## EXERCISE INSTRUCTIONS
Scale the records from the line containing "Please drop a marker on the cloud" through the end of the records, and give only those lines again, requests included. Multiply every x and y coordinate in the answers by 0.2 and round each to a whole number, rounding halves up.

## Collection entries
======
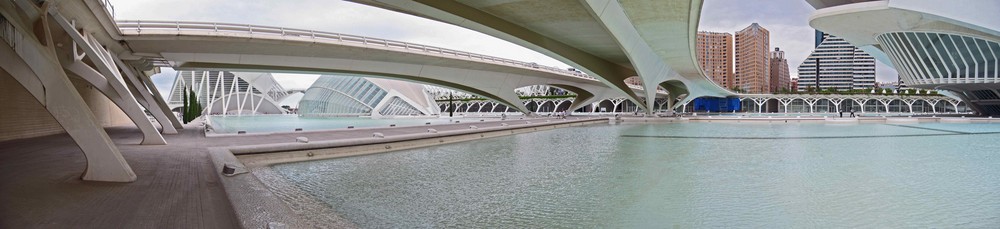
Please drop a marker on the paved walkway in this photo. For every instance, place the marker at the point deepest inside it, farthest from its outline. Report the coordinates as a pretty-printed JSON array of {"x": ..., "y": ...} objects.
[{"x": 176, "y": 186}]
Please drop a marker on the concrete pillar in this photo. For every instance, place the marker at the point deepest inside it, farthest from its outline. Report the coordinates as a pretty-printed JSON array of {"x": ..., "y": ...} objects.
[
  {"x": 146, "y": 99},
  {"x": 150, "y": 136},
  {"x": 35, "y": 68}
]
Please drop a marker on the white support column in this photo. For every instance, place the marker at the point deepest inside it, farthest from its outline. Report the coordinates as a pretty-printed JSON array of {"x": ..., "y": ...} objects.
[
  {"x": 933, "y": 103},
  {"x": 146, "y": 99},
  {"x": 812, "y": 103},
  {"x": 162, "y": 104},
  {"x": 885, "y": 103},
  {"x": 909, "y": 104},
  {"x": 108, "y": 80},
  {"x": 836, "y": 103},
  {"x": 862, "y": 103},
  {"x": 150, "y": 136},
  {"x": 784, "y": 102},
  {"x": 37, "y": 69}
]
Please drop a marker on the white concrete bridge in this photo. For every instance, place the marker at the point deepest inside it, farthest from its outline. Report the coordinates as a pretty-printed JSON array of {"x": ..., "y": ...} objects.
[{"x": 242, "y": 47}]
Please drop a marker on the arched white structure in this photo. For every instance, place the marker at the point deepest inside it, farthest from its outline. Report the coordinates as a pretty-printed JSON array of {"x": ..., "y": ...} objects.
[
  {"x": 229, "y": 93},
  {"x": 951, "y": 46},
  {"x": 336, "y": 95}
]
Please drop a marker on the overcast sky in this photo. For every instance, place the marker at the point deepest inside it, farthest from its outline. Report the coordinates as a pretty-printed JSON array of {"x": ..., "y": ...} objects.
[{"x": 787, "y": 20}]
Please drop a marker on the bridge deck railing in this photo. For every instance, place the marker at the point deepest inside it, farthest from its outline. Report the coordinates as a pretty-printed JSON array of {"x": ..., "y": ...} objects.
[{"x": 175, "y": 27}]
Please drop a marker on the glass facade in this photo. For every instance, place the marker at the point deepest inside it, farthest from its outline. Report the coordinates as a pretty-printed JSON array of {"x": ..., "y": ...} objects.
[
  {"x": 334, "y": 95},
  {"x": 938, "y": 58}
]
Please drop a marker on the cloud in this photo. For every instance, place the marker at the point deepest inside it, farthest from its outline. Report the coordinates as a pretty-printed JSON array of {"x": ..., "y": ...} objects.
[{"x": 787, "y": 20}]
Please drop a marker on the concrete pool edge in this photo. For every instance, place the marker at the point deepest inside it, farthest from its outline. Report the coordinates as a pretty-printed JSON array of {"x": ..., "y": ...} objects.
[
  {"x": 809, "y": 119},
  {"x": 255, "y": 204}
]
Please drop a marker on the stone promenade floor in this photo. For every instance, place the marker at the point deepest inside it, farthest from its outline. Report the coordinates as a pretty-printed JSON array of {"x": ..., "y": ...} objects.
[{"x": 40, "y": 185}]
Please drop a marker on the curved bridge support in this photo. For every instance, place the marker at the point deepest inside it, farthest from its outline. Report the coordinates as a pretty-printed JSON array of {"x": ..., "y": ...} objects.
======
## RESPONSE
Please drop a marker on the cloud in this photo. For every instance, place the marker at the point deepest inside it, farthest from its outline. Report the coordinates as a pretty-printed JSON array of {"x": ..., "y": ...} objects.
[{"x": 157, "y": 4}]
Please drop a marker on the concrete pool edge in this photo. For every instance, place the marker at the point deepest inside it, farthest from its outline. Report the coordinates as a pretty-printed JSON array of {"x": ..., "y": ...} objects.
[
  {"x": 162, "y": 24},
  {"x": 51, "y": 41}
]
Please drop a marker on the stone promenade floor in this photo. For every instance, place the marker at the point deepest inside it, farthest from its outline. Report the coordinates as a pretty-printed JSON array of {"x": ..., "y": ...} objects.
[{"x": 8, "y": 37}]
Please drop a marker on the curved bridge support in this photo. For every instance, place the marker at the point deepest inside it, farthest from its outline. Report the coordinates as a pretty-printed JSON array of {"x": ..., "y": ...} objects.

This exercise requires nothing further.